Write each line word for word, from the line that contains "the white dress" through the last line of the material below.

DATA SHOWN:

>>>>>

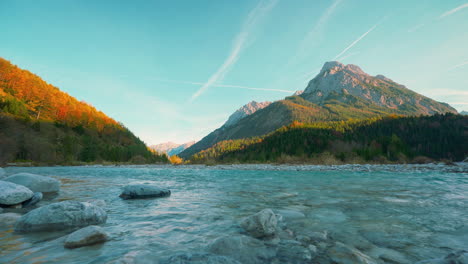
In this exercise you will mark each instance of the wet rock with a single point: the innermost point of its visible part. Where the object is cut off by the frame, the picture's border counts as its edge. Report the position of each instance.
(199, 258)
(293, 252)
(388, 255)
(344, 254)
(141, 191)
(37, 197)
(244, 249)
(61, 216)
(7, 219)
(12, 193)
(87, 236)
(35, 183)
(261, 224)
(97, 202)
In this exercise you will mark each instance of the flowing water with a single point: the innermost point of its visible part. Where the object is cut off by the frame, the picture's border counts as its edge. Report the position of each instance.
(421, 212)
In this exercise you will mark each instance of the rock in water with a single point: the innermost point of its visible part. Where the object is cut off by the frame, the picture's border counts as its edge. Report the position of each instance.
(199, 258)
(7, 219)
(261, 224)
(61, 216)
(35, 183)
(341, 253)
(141, 191)
(87, 236)
(37, 197)
(246, 250)
(291, 251)
(12, 193)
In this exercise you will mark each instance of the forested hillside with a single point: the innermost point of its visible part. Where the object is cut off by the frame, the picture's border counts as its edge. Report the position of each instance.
(379, 140)
(42, 124)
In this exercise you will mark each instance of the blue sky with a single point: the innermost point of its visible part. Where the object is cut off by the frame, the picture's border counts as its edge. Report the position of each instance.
(175, 70)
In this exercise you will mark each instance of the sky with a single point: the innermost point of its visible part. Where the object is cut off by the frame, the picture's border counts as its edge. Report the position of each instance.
(174, 70)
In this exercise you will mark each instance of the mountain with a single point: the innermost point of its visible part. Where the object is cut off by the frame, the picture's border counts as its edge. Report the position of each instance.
(41, 124)
(339, 92)
(244, 111)
(171, 148)
(392, 139)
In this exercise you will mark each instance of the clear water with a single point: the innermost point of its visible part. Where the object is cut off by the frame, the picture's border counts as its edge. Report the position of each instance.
(421, 212)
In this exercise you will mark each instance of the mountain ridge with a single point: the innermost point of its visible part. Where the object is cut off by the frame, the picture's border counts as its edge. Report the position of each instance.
(339, 92)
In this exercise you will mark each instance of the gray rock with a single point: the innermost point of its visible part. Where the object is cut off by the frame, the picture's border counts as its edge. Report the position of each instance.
(261, 224)
(61, 216)
(12, 193)
(7, 219)
(199, 258)
(141, 191)
(244, 249)
(291, 251)
(35, 183)
(86, 236)
(344, 254)
(37, 197)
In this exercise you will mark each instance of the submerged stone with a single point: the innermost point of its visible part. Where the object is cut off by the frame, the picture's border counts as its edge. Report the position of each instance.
(141, 191)
(87, 236)
(12, 193)
(61, 216)
(261, 224)
(36, 183)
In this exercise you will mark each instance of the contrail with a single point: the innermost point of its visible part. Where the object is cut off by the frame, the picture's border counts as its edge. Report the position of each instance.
(458, 66)
(225, 85)
(453, 11)
(261, 10)
(356, 41)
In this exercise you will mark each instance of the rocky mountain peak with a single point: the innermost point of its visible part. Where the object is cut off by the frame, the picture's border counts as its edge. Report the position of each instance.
(244, 111)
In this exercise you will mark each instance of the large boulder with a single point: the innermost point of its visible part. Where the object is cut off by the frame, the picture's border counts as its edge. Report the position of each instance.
(199, 258)
(61, 216)
(35, 183)
(141, 191)
(245, 249)
(260, 225)
(86, 236)
(37, 197)
(12, 193)
(7, 219)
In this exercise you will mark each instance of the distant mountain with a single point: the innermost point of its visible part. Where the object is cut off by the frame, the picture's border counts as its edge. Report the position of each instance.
(392, 139)
(39, 123)
(244, 111)
(338, 92)
(171, 148)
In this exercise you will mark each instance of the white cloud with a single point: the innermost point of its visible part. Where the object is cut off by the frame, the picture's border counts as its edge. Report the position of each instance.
(356, 41)
(458, 66)
(453, 11)
(312, 35)
(260, 11)
(224, 85)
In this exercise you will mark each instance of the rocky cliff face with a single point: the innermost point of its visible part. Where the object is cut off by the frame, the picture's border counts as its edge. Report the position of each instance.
(244, 111)
(337, 79)
(338, 92)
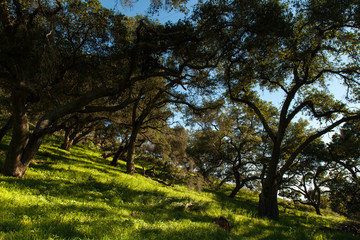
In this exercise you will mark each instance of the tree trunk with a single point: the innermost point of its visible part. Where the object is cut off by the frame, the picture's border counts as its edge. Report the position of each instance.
(66, 144)
(268, 205)
(130, 158)
(238, 184)
(120, 153)
(20, 132)
(6, 128)
(317, 209)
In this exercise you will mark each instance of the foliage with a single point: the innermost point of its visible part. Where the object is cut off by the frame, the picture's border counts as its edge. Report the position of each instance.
(72, 195)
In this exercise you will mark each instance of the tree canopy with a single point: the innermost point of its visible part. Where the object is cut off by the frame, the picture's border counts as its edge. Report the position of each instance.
(82, 71)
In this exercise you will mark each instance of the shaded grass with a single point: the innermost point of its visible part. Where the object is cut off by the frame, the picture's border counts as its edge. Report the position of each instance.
(77, 195)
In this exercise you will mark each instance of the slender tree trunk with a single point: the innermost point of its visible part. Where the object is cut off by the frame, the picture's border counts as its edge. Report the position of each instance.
(238, 184)
(6, 128)
(268, 204)
(221, 183)
(317, 209)
(20, 132)
(130, 158)
(120, 153)
(66, 144)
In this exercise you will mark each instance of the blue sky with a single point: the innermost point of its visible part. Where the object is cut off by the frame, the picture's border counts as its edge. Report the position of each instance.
(140, 7)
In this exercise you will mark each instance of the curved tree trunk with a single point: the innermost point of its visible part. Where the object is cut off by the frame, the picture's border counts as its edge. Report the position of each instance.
(238, 184)
(6, 128)
(130, 158)
(268, 205)
(119, 154)
(20, 132)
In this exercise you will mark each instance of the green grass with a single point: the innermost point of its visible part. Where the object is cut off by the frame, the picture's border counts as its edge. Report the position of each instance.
(77, 195)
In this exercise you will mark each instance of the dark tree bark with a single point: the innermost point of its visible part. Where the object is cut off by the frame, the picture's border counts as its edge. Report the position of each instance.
(6, 128)
(20, 132)
(130, 158)
(118, 155)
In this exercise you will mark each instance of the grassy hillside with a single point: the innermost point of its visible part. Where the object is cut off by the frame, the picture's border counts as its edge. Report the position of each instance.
(77, 195)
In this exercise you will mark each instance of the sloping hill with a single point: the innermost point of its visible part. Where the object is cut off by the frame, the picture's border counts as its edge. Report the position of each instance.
(77, 195)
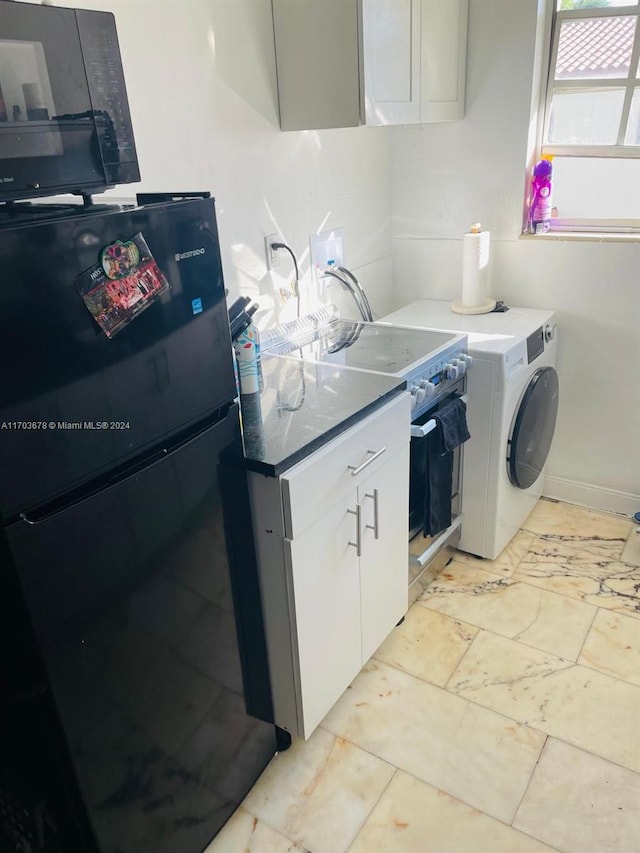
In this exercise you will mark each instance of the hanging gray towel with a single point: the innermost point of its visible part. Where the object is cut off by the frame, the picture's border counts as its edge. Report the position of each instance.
(452, 431)
(453, 420)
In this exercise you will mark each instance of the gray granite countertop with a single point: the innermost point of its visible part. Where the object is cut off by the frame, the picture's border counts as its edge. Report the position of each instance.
(302, 406)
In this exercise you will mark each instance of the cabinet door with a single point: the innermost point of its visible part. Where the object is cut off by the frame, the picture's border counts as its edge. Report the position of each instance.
(325, 586)
(444, 58)
(317, 63)
(384, 564)
(391, 57)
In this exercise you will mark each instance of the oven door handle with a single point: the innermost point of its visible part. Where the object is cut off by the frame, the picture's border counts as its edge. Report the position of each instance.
(420, 430)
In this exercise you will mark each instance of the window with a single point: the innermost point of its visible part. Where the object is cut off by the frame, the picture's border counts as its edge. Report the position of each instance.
(592, 115)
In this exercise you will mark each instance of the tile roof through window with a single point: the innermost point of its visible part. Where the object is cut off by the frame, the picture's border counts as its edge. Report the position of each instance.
(595, 47)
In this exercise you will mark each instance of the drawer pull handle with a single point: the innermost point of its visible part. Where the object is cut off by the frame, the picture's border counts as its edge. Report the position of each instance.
(375, 526)
(358, 543)
(373, 455)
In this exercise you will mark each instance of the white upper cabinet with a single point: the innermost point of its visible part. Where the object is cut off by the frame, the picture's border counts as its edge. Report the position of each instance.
(341, 63)
(391, 53)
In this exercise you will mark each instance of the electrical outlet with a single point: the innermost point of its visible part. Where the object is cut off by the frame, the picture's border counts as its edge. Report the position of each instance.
(326, 250)
(273, 258)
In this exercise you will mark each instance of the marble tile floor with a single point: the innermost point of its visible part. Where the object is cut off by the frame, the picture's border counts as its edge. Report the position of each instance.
(502, 716)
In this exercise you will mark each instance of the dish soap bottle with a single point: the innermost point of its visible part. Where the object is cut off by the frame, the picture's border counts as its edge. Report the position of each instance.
(540, 204)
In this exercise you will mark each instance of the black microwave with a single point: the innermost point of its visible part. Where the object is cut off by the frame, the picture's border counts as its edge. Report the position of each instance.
(65, 125)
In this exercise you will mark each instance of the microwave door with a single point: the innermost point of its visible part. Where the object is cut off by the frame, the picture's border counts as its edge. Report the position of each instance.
(64, 118)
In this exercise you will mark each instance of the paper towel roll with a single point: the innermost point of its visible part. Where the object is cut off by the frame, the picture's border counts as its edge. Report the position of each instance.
(475, 263)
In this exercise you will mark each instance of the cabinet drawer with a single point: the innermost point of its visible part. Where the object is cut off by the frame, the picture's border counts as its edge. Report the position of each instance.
(326, 476)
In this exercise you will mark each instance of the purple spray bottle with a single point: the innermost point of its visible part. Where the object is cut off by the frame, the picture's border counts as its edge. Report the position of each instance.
(540, 204)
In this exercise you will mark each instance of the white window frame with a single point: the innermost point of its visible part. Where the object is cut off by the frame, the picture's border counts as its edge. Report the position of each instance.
(630, 83)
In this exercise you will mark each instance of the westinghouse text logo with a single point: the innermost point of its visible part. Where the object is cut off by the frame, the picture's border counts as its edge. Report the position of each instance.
(182, 256)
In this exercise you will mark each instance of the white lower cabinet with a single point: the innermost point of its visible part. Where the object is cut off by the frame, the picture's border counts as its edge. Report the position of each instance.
(333, 562)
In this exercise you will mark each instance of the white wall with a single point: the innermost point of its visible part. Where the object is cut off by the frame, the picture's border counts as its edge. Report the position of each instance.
(447, 176)
(201, 81)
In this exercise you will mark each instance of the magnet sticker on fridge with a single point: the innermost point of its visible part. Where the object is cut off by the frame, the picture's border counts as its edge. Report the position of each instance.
(126, 280)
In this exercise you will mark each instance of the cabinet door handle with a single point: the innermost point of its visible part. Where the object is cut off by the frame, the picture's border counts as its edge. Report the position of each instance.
(373, 455)
(358, 543)
(375, 526)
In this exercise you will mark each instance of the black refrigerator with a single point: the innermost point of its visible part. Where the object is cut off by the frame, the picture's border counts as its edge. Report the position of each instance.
(123, 671)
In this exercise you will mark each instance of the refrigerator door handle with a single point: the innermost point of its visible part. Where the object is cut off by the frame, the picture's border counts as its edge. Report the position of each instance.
(162, 370)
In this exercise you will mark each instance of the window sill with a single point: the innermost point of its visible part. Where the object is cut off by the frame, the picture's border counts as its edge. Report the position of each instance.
(585, 236)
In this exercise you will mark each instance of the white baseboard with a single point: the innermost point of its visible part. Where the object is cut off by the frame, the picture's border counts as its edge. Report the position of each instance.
(593, 497)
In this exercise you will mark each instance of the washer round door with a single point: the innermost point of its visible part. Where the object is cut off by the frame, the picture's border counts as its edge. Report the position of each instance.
(533, 428)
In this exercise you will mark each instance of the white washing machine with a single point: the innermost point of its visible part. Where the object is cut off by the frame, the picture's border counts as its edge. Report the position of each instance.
(512, 388)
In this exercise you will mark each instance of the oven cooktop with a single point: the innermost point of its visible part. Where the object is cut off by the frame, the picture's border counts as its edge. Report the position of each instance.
(366, 346)
(430, 362)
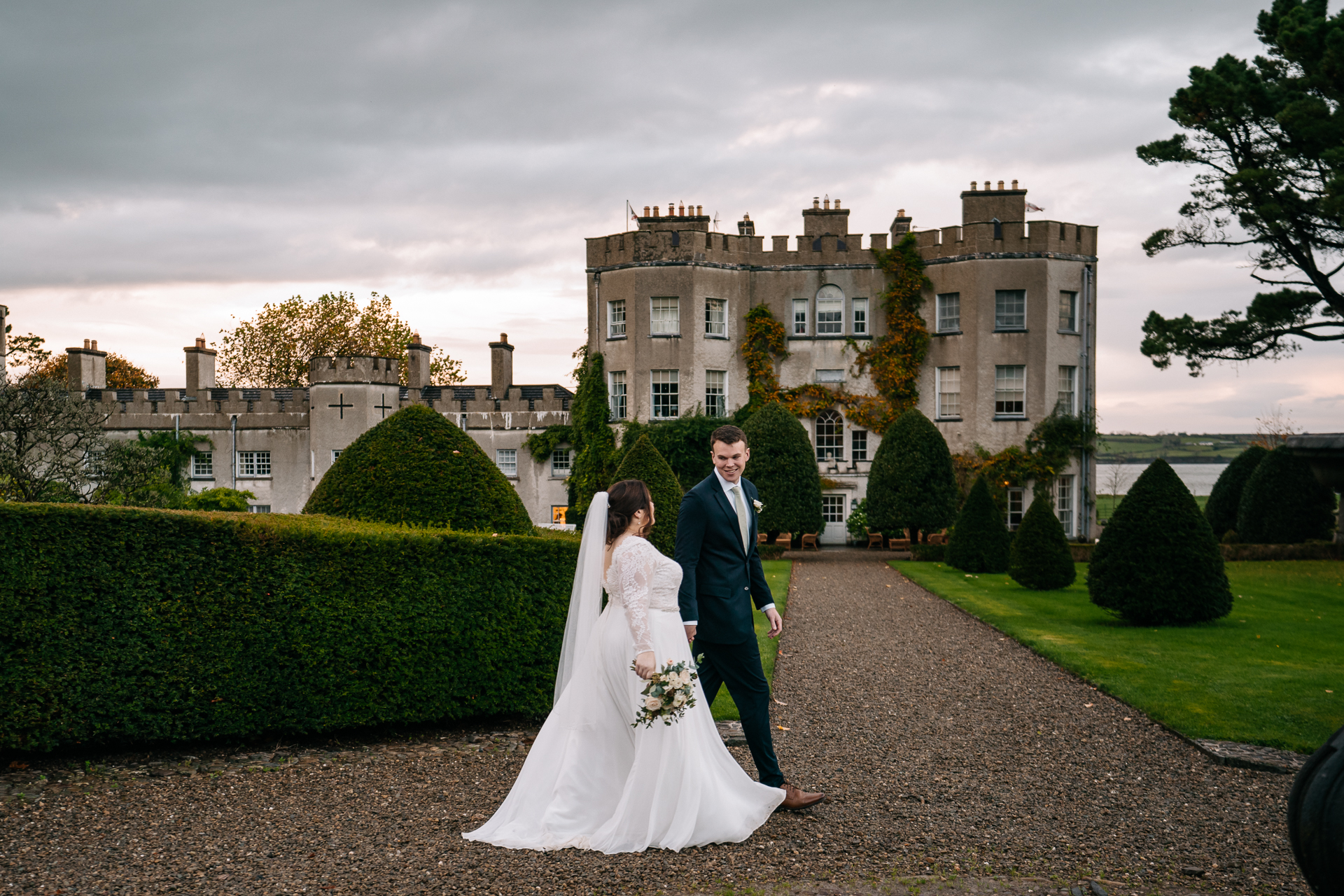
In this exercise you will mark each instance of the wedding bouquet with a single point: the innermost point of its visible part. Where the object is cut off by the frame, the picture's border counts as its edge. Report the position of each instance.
(668, 694)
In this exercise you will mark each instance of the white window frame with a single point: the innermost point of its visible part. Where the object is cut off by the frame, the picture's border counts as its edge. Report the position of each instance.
(664, 379)
(660, 321)
(948, 390)
(717, 393)
(616, 318)
(859, 316)
(717, 317)
(619, 398)
(1021, 393)
(253, 465)
(948, 312)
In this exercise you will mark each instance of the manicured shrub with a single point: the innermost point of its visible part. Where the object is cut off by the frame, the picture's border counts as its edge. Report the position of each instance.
(911, 484)
(1221, 508)
(644, 463)
(1284, 504)
(980, 539)
(1158, 561)
(419, 469)
(128, 625)
(784, 469)
(1040, 558)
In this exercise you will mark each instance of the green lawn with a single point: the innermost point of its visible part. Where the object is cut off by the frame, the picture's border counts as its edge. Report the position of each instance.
(1270, 673)
(777, 577)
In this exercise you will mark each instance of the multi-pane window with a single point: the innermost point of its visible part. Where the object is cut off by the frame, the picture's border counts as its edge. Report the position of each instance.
(715, 317)
(1069, 312)
(1065, 503)
(616, 318)
(860, 316)
(830, 311)
(859, 445)
(832, 508)
(1009, 391)
(949, 312)
(1009, 309)
(254, 464)
(949, 391)
(616, 394)
(830, 435)
(666, 402)
(664, 316)
(717, 393)
(1068, 390)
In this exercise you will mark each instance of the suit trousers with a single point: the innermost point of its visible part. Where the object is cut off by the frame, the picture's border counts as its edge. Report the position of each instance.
(738, 666)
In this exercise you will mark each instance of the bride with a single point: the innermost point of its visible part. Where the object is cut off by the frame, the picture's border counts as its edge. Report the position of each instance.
(592, 780)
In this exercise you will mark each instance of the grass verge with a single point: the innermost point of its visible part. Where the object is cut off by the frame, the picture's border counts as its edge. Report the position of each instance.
(1270, 673)
(777, 577)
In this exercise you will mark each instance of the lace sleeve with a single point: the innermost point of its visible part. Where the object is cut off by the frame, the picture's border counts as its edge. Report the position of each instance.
(635, 578)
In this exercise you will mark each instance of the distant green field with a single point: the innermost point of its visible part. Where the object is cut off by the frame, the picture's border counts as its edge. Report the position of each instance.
(1187, 449)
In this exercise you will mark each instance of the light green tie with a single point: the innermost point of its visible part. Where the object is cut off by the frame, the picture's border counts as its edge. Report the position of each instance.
(742, 514)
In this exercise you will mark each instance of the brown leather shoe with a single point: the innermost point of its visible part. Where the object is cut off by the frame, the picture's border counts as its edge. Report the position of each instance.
(794, 798)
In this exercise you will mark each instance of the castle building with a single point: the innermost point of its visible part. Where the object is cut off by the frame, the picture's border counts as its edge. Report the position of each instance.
(1011, 312)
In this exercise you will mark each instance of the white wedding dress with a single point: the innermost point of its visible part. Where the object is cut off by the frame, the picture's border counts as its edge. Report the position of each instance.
(590, 780)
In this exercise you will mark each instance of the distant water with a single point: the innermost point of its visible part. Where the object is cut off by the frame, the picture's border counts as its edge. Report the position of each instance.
(1198, 477)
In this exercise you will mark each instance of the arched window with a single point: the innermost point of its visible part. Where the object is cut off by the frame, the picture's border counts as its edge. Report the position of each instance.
(830, 435)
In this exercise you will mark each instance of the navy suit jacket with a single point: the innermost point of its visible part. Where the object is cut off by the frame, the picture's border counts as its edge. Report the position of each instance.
(720, 580)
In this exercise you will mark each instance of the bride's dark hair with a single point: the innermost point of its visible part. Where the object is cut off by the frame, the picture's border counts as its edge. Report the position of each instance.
(622, 500)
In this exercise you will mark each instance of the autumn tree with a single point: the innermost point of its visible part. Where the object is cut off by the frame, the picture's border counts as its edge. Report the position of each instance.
(1266, 140)
(273, 348)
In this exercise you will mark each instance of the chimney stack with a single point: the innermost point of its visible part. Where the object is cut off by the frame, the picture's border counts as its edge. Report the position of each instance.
(502, 367)
(86, 367)
(201, 367)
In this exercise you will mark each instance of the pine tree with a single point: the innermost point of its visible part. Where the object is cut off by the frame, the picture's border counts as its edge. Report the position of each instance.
(419, 469)
(980, 540)
(784, 470)
(1221, 510)
(1282, 503)
(1158, 561)
(911, 484)
(644, 463)
(1040, 556)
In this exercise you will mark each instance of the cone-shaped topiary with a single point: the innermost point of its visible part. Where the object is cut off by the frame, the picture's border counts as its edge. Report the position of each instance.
(1158, 561)
(644, 463)
(1040, 556)
(1282, 503)
(1221, 510)
(784, 469)
(420, 469)
(911, 484)
(980, 538)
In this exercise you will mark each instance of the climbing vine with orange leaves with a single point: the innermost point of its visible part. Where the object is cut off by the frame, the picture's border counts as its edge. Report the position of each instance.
(892, 360)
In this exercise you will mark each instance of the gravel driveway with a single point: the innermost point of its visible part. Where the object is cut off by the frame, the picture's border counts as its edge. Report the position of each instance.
(958, 761)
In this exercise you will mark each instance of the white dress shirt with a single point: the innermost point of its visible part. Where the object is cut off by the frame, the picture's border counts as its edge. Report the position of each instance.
(727, 492)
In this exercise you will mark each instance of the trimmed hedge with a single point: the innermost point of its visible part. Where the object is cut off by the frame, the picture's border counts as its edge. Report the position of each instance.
(1040, 558)
(644, 463)
(127, 625)
(419, 469)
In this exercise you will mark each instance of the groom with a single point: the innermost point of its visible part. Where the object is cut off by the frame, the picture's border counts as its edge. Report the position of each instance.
(722, 575)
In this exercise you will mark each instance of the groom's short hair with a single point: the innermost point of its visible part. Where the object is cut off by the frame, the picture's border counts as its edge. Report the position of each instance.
(729, 435)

<<<<<

SOLUTION TO THE PROBLEM:
In this exercise you will mark each instance of the white dress shirt with a single point: the innermost point of its visible part. Where the object is cut off by the frame, the picture's border counts as its edge. Report the position of each instance.
(727, 492)
In this exercise you will mark each instance of the trimmed hedge with a single point: the innermost point of its visible part. Where the object is cut off by the frame, the picture's border counts as its edge. Report the position of each instance.
(1040, 558)
(644, 463)
(127, 625)
(419, 469)
In this exercise you will mark each instance of the groom with a single point: the innermost point of its visible part. Where the object is cut off by the frame, the picture's border counts as its edge. Report the position of each instance.
(722, 575)
In this exercise you will mark each instance of the groom's short hair with a single point: the innermost point of its visible part. Where the object is cut off by the frame, the picture's border counts as its edge. Report the position of each instance.
(729, 435)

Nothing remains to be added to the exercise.